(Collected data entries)
------------------------------------

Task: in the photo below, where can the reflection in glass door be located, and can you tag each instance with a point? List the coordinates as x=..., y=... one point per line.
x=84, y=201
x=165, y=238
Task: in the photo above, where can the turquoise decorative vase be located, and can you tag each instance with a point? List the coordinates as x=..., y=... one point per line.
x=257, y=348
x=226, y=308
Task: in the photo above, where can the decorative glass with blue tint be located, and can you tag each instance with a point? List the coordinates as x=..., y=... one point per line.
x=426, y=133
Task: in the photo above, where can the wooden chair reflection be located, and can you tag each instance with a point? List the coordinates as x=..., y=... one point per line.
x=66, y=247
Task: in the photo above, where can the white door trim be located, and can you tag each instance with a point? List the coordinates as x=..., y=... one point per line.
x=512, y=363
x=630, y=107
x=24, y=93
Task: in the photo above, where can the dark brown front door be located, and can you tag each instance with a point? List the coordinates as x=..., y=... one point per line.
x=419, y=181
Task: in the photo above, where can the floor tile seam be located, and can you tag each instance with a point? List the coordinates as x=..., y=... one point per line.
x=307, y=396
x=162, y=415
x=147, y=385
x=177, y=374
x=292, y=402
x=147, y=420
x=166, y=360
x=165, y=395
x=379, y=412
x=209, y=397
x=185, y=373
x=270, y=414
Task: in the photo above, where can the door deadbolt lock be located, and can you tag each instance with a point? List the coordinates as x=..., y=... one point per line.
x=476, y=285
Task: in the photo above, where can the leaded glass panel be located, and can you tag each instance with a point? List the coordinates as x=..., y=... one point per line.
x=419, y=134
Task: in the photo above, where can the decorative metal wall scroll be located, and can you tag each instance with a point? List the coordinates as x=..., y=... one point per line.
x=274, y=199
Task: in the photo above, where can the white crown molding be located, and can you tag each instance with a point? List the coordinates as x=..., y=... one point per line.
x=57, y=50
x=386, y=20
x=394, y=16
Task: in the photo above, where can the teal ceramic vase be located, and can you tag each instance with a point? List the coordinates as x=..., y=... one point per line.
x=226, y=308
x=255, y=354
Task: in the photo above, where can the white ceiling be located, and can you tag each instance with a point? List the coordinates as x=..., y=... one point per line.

------------------------------------

→ **Description of the task**
Please transcribe all of the data above exactly.

→ **Output for this exercise**
Task: in the photo below, where can the reflection in glass door be located, and can you tag each instance with a point? List the coordinates as x=..., y=... one point per line.
x=84, y=201
x=165, y=238
Task: in the photo above, where can the turquoise decorative vase be located, and can you tag each instance with a point? List the coordinates as x=..., y=... one point per line.
x=257, y=348
x=226, y=308
Task: in the photo above, where can the decorative glass with blue tint be located, and can you tag each instance with a point? List the coordinates as x=..., y=... one point per line.
x=426, y=133
Task: in the photo above, where can the wooden chair reflection be located, and can you tag each instance with a point? List the coordinates as x=..., y=... one point per line.
x=66, y=247
Task: in the photo above, where can the white door trim be located, and can you tag each instance with a point? List the coordinates as x=..., y=... one point per line.
x=512, y=363
x=630, y=107
x=24, y=93
Task: in the photo above, where can the dark brown front door be located, and can you tag each instance with a point? List the coordinates as x=..., y=... one point per line.
x=419, y=181
Task: in the photo above, where can the floor tile seam be located, and can you tag each instance with a point? List the coordinates as x=..., y=... one point per line.
x=307, y=396
x=162, y=415
x=147, y=385
x=177, y=374
x=292, y=402
x=147, y=420
x=166, y=360
x=165, y=395
x=379, y=412
x=209, y=397
x=185, y=373
x=270, y=414
Task: in the photo above, where can the door deadbolt lock be located, and can you tag each instance with a point? List the coordinates as x=..., y=... one point per line.
x=476, y=285
Task: in the photo above, where can the leaded glass panel be located, and can you tag each instance with a point? List the coordinates as x=..., y=... one point per line.
x=419, y=134
Task: in the photo above, where can the decorative metal wall scroll be located, and can you tag each instance with a point? List the coordinates as x=..., y=... one point per line.
x=274, y=199
Task: in the photo above, where can the white crown molding be located, and can you tag each instance with a point? List the coordinates as x=..., y=... one point per line.
x=57, y=50
x=386, y=20
x=394, y=16
Task: in the photo above, where can the teal ceramic vase be located, and can you tag each instance with a point? List the coordinates as x=..., y=... one point per line.
x=226, y=308
x=255, y=354
Task: in the photo above, where can the white ceiling be located, and can you tag each instance with a point? List the coordinates as x=..., y=... one point per line.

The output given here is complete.